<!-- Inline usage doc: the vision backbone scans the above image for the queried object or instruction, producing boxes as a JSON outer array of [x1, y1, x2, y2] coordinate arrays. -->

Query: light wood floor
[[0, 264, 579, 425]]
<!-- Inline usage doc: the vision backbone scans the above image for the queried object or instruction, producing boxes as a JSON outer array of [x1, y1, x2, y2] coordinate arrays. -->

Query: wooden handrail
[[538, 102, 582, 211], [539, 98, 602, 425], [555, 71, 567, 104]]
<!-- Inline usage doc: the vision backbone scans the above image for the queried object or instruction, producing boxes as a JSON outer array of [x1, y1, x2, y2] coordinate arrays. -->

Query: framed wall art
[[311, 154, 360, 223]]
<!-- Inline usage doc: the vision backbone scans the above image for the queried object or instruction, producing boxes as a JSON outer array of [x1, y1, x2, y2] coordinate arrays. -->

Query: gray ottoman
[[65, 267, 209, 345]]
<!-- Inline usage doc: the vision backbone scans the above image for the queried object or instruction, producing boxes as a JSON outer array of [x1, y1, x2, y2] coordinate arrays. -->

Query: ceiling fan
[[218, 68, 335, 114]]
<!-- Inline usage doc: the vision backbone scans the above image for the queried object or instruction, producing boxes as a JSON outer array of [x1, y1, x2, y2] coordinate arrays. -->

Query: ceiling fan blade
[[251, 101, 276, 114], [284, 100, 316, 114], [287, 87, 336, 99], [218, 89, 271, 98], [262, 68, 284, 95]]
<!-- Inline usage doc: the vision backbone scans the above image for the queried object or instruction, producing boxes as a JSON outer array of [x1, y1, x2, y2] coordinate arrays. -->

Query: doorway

**********

WHAT TO DO: Reproduce all of the items above, line for line and without any changes.

RESPONSE:
<!-- Inline usage doc: the vision backbone scans the above image for the queried object or instruction, producing boxes as a JSON outer array of [x1, y1, x2, y2] coordinate arrays. -->

Query: light wood floor
[[0, 264, 579, 425]]
<!-- Inline usage doc: the vision backbone scans the above image for the queried object or instruction, producing boxes as a JSON outer array of [x1, y1, x2, y2] coordinate arrays. -->

Query: wooden handrail
[[538, 102, 582, 211], [539, 98, 602, 425], [555, 71, 567, 104]]
<!-- Inline usage doc: the vision backbone scans the above image for the queried object or instruction, producing boxes as a JSON outer array of [x1, y1, x2, y2] coordinate arrays. -->

Query: framed wall art
[[311, 154, 360, 223]]
<!-- Inline usage doc: the vision backbone scans the above image for the queried object or instruction, producing boxes as a JSON outer array of [x1, y1, x2, y2] coordinate arrays. -->

Query: gray ottoman
[[65, 267, 209, 345]]
<!-- Inline usage doc: the vision backbone scans the above image for the queried object or instruction, producing boxes as a JSON outer array of [x1, y1, x2, y2] coordinate arrays. -->

Query: ceiling fan
[[218, 68, 335, 114]]
<!-- Inline usage doc: the vision backbone scans the above image for the queried object or instruction, producing boxes as a JSON outer array of [x1, y1, x2, y2] coordinate arrays. -->

Query: ceiling fan blade
[[251, 101, 276, 114], [284, 100, 316, 114], [287, 87, 336, 99], [218, 89, 271, 98], [262, 68, 284, 95]]
<!-- Inline usage doc: the vision backbone scans the above image for the queried object or instruction, producing boxes as a JSON outer array of [x1, y1, x2, y2] coordinate arrays. -->

Query: doorway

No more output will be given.